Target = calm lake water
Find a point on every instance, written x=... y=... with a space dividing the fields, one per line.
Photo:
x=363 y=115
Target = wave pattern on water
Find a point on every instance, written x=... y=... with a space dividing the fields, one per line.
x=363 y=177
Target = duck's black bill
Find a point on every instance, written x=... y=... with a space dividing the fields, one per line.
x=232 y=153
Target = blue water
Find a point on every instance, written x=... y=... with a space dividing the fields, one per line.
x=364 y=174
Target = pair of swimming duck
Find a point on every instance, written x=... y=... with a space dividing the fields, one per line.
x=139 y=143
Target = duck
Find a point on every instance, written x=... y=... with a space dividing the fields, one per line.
= = = = =
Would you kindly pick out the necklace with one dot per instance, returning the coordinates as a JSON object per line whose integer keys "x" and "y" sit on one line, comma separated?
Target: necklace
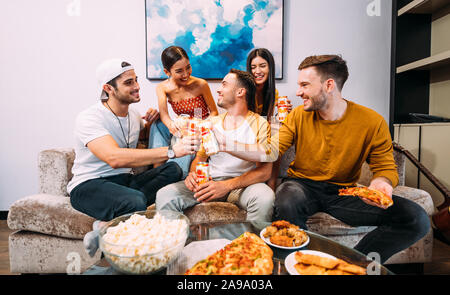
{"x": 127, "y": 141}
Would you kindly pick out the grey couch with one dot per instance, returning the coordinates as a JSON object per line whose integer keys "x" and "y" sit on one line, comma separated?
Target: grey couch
= = = = =
### WHAT THIS TASK INVOLVES
Search the material above for "grey". Pull out each line where it shows up.

### PROBLEM SOLUTION
Would you kindly pick out the grey couch with one dot per instance, returning the coordinates as a JSON object per line whose integer keys "x" and "y" sit on one line, comma separated?
Target: grey couch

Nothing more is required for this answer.